--- start of Document segment ---

# Where would a perfectly vertical tunnel through the Earth come out?

I am a programmer. I have a point P1 (lat,lon) given by GPS (WGS84) and I want to know the location of a point P2 if I make a straight line from P1 to the other side of the earth.

How can I achieve this if it is possible ?

• Are you looking for the antipodal point (which cuts through the earth)?
– Paul
Jul 15, 2013 at 17:14
• Sergio, I have interpreted your "straight line" as a vertical line at its point of origin, and changed the title accordingly to draw more interest from readers :-). If this is incorrect, please modify the title and edit your question to indicate how the direction of your line actually is determined. Jul 15, 2013 at 19:28

Because the WGS model of the earth is a surface of rotation (about the z axis), the longitude of P2 is the longitude of P1 plus or minus (it doesn't matter) 180 degrees. Add or subtract as you wish in order to obtain a longitude within your desired range (typically from -180 to +180 or from 0 to +360).

--- end of Document segment ---

Rewrite the tunnel text starting with "How can I achieve" and going on through "0 to +360).", putting "heading" in place of "title".

--- start of Recorded data ---

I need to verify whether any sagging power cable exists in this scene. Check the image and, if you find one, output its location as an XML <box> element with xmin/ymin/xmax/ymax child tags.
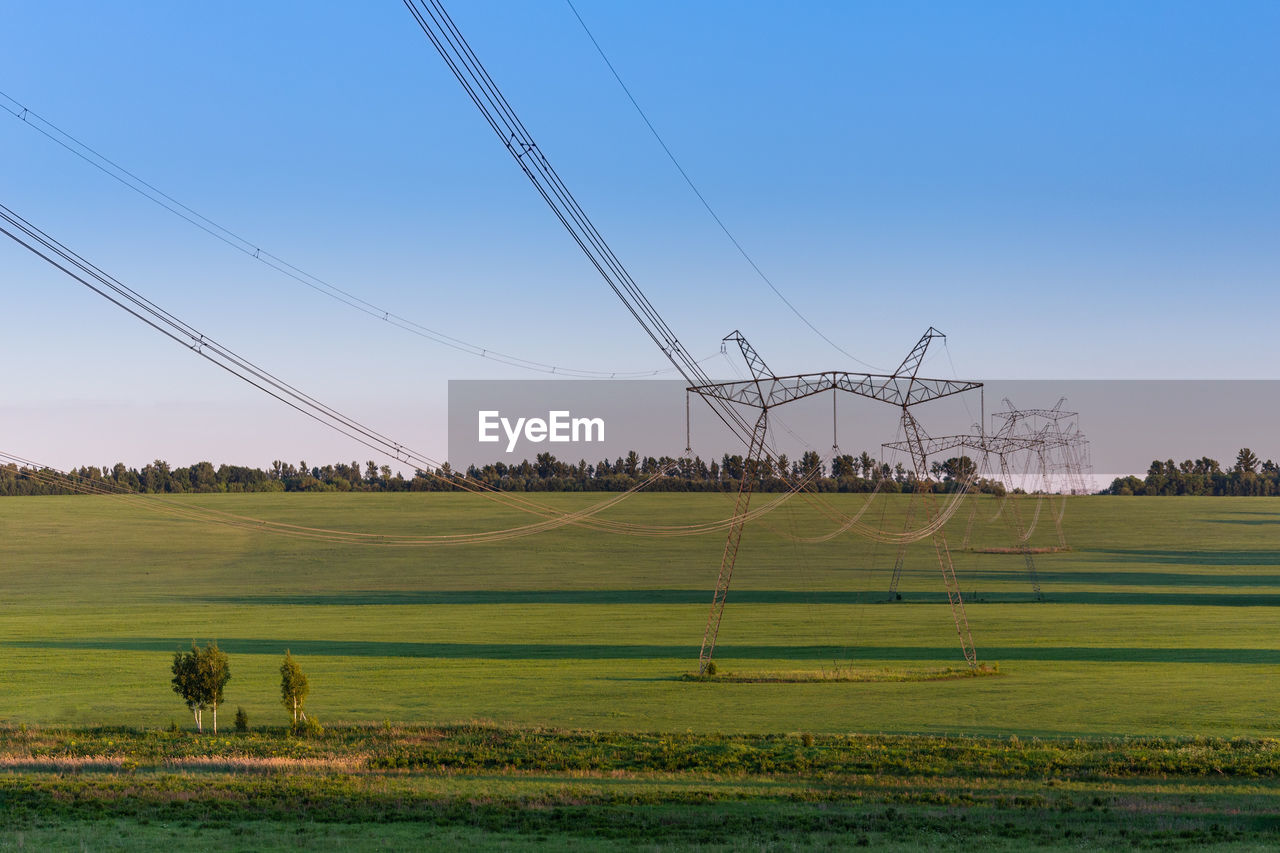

--- end of Recorded data ---

Solved exercise:
How can I achieve this if it is possible ?

• Are you looking for the antipodal point (which cuts through the earth)?
– Paul
Jul 15, 2013 at 17:14
• Sergio, I have interpreted your "straight line" as a vertical line at its point of origin, and changed the heading accordingly to draw more interest from readers :-). If this is incorrect, please modify the heading and edit your question to indicate how the direction of your line actually is determined. Jul 15, 2013 at 19:28

Because the WGS model of the earth is a surface of rotation (about the z axis), the longitude of P2 is the longitude of P1 plus or minus (it doesn't matter) 180 degrees. Add or subtract as you wish in order to obtain a longitude within your desired range (typically from -180 to +180 or from 0 to +360).